DATA FOR PROCESSING —
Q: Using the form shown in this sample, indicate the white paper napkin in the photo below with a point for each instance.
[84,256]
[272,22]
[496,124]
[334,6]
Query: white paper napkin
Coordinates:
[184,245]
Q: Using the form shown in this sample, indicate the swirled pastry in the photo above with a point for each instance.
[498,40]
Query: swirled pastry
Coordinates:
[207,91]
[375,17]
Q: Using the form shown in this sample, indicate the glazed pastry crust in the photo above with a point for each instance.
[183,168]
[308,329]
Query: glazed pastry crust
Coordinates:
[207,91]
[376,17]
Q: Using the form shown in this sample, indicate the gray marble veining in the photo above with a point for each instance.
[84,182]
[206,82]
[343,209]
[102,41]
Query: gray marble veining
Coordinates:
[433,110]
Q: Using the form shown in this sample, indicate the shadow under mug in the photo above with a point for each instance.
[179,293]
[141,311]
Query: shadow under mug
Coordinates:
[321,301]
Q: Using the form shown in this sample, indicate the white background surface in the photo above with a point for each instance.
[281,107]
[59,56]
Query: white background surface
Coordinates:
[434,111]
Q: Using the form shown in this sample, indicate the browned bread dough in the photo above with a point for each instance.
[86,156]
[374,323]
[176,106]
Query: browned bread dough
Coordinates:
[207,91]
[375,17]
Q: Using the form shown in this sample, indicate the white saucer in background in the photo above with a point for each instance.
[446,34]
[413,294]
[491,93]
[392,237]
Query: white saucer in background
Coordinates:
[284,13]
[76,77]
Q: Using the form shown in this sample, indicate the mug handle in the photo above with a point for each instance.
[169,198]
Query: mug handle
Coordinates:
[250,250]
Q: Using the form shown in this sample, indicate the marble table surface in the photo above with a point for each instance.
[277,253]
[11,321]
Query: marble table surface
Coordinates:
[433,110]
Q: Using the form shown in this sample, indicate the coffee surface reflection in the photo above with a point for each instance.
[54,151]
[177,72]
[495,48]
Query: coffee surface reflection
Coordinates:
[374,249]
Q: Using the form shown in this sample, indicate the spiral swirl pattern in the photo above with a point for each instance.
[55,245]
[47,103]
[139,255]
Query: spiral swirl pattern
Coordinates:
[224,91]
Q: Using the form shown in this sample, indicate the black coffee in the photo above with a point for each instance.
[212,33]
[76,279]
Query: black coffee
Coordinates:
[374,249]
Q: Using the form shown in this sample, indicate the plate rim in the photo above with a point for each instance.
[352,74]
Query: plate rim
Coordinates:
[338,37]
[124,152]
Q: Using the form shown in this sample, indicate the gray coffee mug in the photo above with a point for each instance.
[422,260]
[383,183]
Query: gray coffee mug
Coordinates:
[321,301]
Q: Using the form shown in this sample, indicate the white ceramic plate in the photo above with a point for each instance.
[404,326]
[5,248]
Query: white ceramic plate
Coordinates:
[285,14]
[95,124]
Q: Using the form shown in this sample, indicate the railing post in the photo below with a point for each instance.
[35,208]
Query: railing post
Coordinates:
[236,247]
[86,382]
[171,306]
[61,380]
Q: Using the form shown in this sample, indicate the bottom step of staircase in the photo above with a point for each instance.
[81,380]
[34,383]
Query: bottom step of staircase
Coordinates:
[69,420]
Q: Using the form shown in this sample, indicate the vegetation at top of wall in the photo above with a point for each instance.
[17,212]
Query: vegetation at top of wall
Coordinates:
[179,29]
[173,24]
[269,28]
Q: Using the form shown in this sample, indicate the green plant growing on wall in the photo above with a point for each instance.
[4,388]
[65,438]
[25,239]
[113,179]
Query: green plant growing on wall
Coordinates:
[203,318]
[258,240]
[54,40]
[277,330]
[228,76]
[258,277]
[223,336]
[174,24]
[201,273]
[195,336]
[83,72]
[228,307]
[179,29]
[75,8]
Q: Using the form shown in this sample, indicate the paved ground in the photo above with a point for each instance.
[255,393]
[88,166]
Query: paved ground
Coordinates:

WRITTEN INSTRUCTION — Reproduce every line of the records above as a numbered list, omitting any blank lines.

COMPLETED EXERCISE —
1. Q: Using the form shown in this sample, indicate the white paper napkin in the photo below with a point for each instance.
2. [84,256]
3. [272,22]
4. [496,124]
5. [334,6]
6. Query: white paper napkin
7. Coordinates:
8. [184,245]
9. Q: Using the form shown in this sample, indicate the swirled pastry in the photo above with a point for each instance.
10. [498,40]
11. Query: swirled pastry
12. Coordinates:
13. [207,91]
14. [375,17]
15. Q: Using the form shown in this sample, indicate the glazed pastry crust in the photo above with a point for each instance.
16. [183,168]
17. [308,329]
18. Query: glazed pastry crust
19. Coordinates:
20. [207,91]
21. [376,17]
22. Q: Using the form shown in this sample, indicate the gray marble veining in the photo above with a point for each instance.
23. [84,182]
24. [206,82]
25. [343,209]
26. [102,41]
27. Query: gray marble veining
28. Coordinates:
29. [433,110]
30. Q: Using the form shown in this sample, indicate the shadow under mug in the photo above with a point for each instance.
31. [179,293]
32. [141,311]
33. Query: shadow under mug
34. Coordinates:
35. [321,301]
36. Q: Using the form shown in this sample, indicate the white background surface in the photo above with a point for each instance.
37. [281,107]
38. [59,56]
39. Query: white background surface
40. Coordinates:
41. [434,111]
42. Q: Using the form shown in this sample, indicate the browned bread dough in the photo above with a point for each instance.
43. [86,156]
44. [374,323]
45. [176,106]
46. Query: browned bread dough
47. Coordinates:
48. [207,91]
49. [375,17]
50. Q: Using the form shown in this sample, indicate the white saucer in background in the photo above with a point for each instance.
51. [446,34]
52. [413,294]
53. [491,93]
54. [392,237]
55. Query: white saucer in background
56. Coordinates:
57. [284,13]
58. [76,77]
59. Q: Using the form shown in this sample, indicate the mug handle in the photo above with a point for each instance.
60. [169,198]
61. Query: mug handle
62. Coordinates:
63. [250,250]
64. Q: Using the form shown in this sample, indicate the marble table surface in the photo above with a point for each instance.
65. [277,253]
66. [11,321]
67. Query: marble table surface
68. Coordinates:
69. [433,110]
70. Q: Using the form shown in this sample, indicate the coffee surface reflection in the photo above with a point for each instance.
71. [54,151]
72. [177,72]
73. [495,48]
74. Query: coffee surface reflection
75. Coordinates:
76. [374,249]
77. Q: Using the form shown in this sample, indicate the spiral swirl pattern in the photo above with a point for each instance.
78. [55,245]
79. [47,103]
80. [139,255]
81. Query: spiral swirl pattern
82. Coordinates:
83. [224,91]
84. Q: Using the form shown in this sample, indicate the black coffee in the photo above with a point for each instance.
85. [212,33]
86. [76,279]
87. Query: black coffee
88. Coordinates:
89. [374,249]
90. Q: Using the form shown in this sample, indicate the plate rim in the photo above with a point for each instance.
91. [352,74]
92. Query: plate rim
93. Coordinates:
94. [338,37]
95. [124,152]
96. Q: Using the form shown in this sample, indicate the gray coffee mug in the photo above with a point for each instance.
97. [422,260]
98. [383,183]
99. Query: gray coffee mug
100. Coordinates:
101. [321,301]
102. Q: Using the form shown in this sample, indicate the white ceramic plate in the photo above with a point for each instance.
103. [404,326]
104. [5,248]
105. Query: white ceramic plate
106. Coordinates:
107. [285,14]
108. [95,124]
109. Q: Using the form shown in this sample, indicate the railing post in the photo below with a point for each instance.
110. [35,208]
111. Query: railing post
112. Coordinates:
113. [236,247]
114. [86,382]
115. [171,306]
116. [61,380]
117. Q: Using the form shown in this sample, indicate the bottom step of staircase in the photo above with a point for each instance.
118. [81,380]
119. [34,383]
120. Query: bottom step of staircase
121. Coordinates:
122. [69,420]
123. Q: Using the form shown in this sample, indicate the vegetation at top of wall in the photo above with a point for each instance.
124. [17,212]
125. Query: vegetation at top of wall
126. Coordinates:
127. [179,29]
128. [173,24]
129. [269,28]
130. Q: Using the form shown in this sample, indicate the green plant growing on wall in the photo above with a point for each instance.
131. [4,388]
132. [65,438]
133. [25,239]
134. [113,179]
135. Query: green plant growing on wall
136. Coordinates:
137. [203,318]
138. [258,240]
139. [54,40]
140. [277,330]
141. [228,76]
142. [258,277]
143. [223,336]
144. [174,24]
145. [201,273]
146. [195,336]
147. [83,72]
148. [228,307]
149. [179,29]
150. [75,8]
151. Q: Using the form shown in this sample, indicate the paved ground in the photo above with a point for each instance.
152. [255,393]
153. [88,166]
154. Query: paved ground
155. Coordinates:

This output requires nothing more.